Arrange the lines below as a Markdown table with the columns Row and Line. Number each line in order and leave out any blank lines.

Collected data:
╔══

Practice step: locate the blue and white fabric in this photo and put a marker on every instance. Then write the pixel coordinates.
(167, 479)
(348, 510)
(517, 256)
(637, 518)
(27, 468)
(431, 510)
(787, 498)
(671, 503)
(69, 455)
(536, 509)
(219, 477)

╚══

CORRECT RESULT:
| Row | Line |
|---|---|
| 1 | Practice step: locate the blue and white fabric in this photo and put a marker on every instance. Then write the pixel coordinates. |
| 2 | (167, 479) |
| 3 | (348, 510) |
| 4 | (517, 256) |
| 5 | (637, 518) |
| 6 | (27, 468) |
| 7 | (431, 510) |
| 8 | (787, 498) |
| 9 | (671, 503) |
| 10 | (69, 455) |
| 11 | (536, 509) |
| 12 | (219, 477) |